(Source data)

┌──

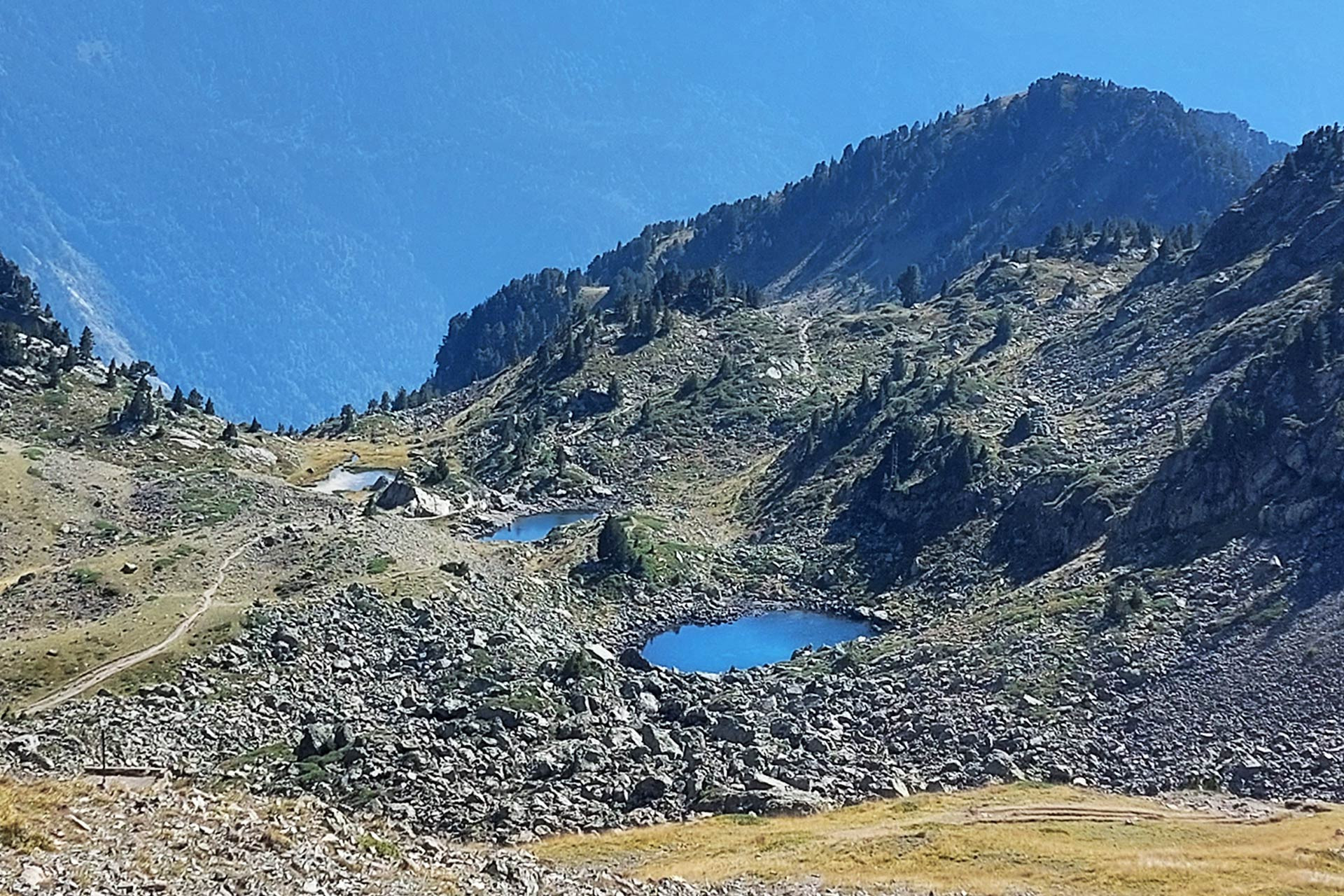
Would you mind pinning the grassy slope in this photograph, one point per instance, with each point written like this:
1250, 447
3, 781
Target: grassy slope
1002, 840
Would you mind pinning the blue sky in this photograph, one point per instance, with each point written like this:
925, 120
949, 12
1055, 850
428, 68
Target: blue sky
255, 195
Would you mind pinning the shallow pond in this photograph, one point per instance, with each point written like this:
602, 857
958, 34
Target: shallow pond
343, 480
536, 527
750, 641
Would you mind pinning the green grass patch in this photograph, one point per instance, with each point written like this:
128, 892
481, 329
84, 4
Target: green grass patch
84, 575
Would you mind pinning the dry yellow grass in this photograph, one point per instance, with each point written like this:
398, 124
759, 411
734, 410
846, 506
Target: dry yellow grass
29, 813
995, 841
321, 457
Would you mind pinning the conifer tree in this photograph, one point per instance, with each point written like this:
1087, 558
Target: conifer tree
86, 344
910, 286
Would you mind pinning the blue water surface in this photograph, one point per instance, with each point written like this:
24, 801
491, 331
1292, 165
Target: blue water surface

└──

* EXERCISE GOAL: Reproduce each record above by retyping it exactly; omit all images.

* ANSWER IN FULL:
Would you mind pinning the grassy slope in this photograph, one point per instance, with each point written like this:
1250, 447
3, 781
Target: grassy slope
1002, 840
Would you mind pinning the blue sky in this photograph, one point per instance, with each point written like this:
925, 120
949, 12
1055, 850
428, 68
Target: blue sky
255, 195
Would you mind pinning the shallow pond in this photograph, one point per instance, with each point written like this:
602, 857
958, 34
Target: shallow pond
343, 480
536, 527
750, 641
Would you mind pinning the green grass patch in this photograph, one point per instance, with each point written like this:
128, 892
481, 329
84, 4
Target: green grass patch
84, 575
Would you mind pinning the dry yellow grass in this photograph, one point per instance, with each point written like this:
398, 124
759, 411
734, 410
846, 506
Target: dry yellow grass
29, 813
995, 841
321, 457
Would you mind pinning the conifer tree in this photograph, one point per instance, with each point written like this:
1087, 558
Target: conifer tree
86, 344
910, 286
Would you mind pinning the blue water surface in this photograph, one point per instance, with each point written like this:
24, 801
491, 331
1292, 165
Target: blue water surface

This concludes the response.